--- Excerpted text ---
SUMMARY OF THE INVENTION
It is the first object of this invention to provide a magnet roll useful
for high-speed revolution.
It is the second object of this invention to provide a magnet roll that can
improve the transferability of a developer.
It is the third object of this invention to provide a magnet roll having
high wear resistance and long service life.
It is the fourth object of this invention to provide a magnet roll that
prevents chromium from being dispersed in a metal sprayed film formed on
the surface of a sleeve.
BRIEF DESCRIPTION OF THE DRAWINGS
FIG. 1 is a partially omitted longitudinal sectional view of the essential
part of a magnet roll to which this invention is directed.
FIG. 2 is a schematic diagram of an electron micrograph illustrating the
state of the surface of a sleeve in an embodiment of this invention.

--- The exercise ---
List every object of the invention that the magnet roll excerpt states.

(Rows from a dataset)
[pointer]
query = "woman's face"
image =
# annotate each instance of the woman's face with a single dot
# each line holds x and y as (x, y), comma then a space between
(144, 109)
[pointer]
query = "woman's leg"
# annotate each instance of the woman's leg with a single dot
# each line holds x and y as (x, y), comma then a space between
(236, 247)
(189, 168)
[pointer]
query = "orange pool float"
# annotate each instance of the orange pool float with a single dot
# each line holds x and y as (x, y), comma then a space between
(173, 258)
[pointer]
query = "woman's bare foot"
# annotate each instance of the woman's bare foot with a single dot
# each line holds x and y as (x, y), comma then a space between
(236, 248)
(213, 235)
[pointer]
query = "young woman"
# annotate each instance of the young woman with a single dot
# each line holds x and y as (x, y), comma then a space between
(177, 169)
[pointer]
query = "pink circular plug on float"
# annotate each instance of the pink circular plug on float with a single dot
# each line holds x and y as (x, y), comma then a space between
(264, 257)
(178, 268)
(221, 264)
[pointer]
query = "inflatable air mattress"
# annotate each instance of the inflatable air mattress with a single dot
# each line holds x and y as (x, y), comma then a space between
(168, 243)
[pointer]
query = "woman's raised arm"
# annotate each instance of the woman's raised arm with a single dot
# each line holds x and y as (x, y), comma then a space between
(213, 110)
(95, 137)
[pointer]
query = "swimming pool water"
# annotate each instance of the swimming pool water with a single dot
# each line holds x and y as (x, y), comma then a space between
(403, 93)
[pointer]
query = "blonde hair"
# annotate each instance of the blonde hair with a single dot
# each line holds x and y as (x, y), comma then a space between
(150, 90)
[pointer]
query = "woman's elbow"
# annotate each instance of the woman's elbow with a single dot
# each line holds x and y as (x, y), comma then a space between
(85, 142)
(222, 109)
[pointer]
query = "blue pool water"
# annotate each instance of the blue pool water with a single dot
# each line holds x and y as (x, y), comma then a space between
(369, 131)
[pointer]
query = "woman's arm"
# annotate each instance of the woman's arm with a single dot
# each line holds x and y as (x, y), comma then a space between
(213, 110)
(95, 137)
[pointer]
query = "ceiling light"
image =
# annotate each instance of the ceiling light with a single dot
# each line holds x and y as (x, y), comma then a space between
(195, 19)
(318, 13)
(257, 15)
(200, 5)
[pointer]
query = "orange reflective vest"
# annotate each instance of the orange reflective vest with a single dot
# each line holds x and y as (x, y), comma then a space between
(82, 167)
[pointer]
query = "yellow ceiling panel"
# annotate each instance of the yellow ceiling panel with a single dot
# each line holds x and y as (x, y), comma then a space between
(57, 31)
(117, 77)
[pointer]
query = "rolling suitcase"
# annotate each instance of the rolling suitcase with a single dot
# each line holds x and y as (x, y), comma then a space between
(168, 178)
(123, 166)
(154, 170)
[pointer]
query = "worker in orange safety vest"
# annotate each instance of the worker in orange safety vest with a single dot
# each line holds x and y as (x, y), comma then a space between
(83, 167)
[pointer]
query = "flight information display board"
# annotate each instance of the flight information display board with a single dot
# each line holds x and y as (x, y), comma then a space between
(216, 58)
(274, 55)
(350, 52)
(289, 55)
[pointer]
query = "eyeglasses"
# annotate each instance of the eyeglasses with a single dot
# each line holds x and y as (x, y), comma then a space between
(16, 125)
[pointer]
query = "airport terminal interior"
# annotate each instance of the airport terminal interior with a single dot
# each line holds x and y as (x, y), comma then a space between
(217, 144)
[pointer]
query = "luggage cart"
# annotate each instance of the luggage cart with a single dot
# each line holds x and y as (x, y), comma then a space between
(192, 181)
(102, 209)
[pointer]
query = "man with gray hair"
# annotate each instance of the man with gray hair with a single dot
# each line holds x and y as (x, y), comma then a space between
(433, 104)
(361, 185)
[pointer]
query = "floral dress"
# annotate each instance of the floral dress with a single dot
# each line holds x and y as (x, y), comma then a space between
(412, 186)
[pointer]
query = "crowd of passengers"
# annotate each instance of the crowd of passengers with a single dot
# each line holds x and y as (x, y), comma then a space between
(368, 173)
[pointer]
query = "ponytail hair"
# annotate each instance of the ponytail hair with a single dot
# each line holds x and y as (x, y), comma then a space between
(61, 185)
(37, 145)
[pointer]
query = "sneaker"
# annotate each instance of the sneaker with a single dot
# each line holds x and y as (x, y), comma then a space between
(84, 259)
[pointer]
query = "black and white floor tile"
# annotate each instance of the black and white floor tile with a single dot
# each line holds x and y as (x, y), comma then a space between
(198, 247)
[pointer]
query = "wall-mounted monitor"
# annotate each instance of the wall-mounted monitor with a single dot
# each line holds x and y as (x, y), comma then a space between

--- Written answer ---
1. To provide a magnet roll useful for high-speed revolution.
2. To provide a magnet roll that can improve the transferability of a developer.
3. To provide a magnet roll having high wear resistance and long service life.
4. To provide a magnet roll that prevents chromium from being dispersed in a metal sprayed film formed on the surface of a sleeve.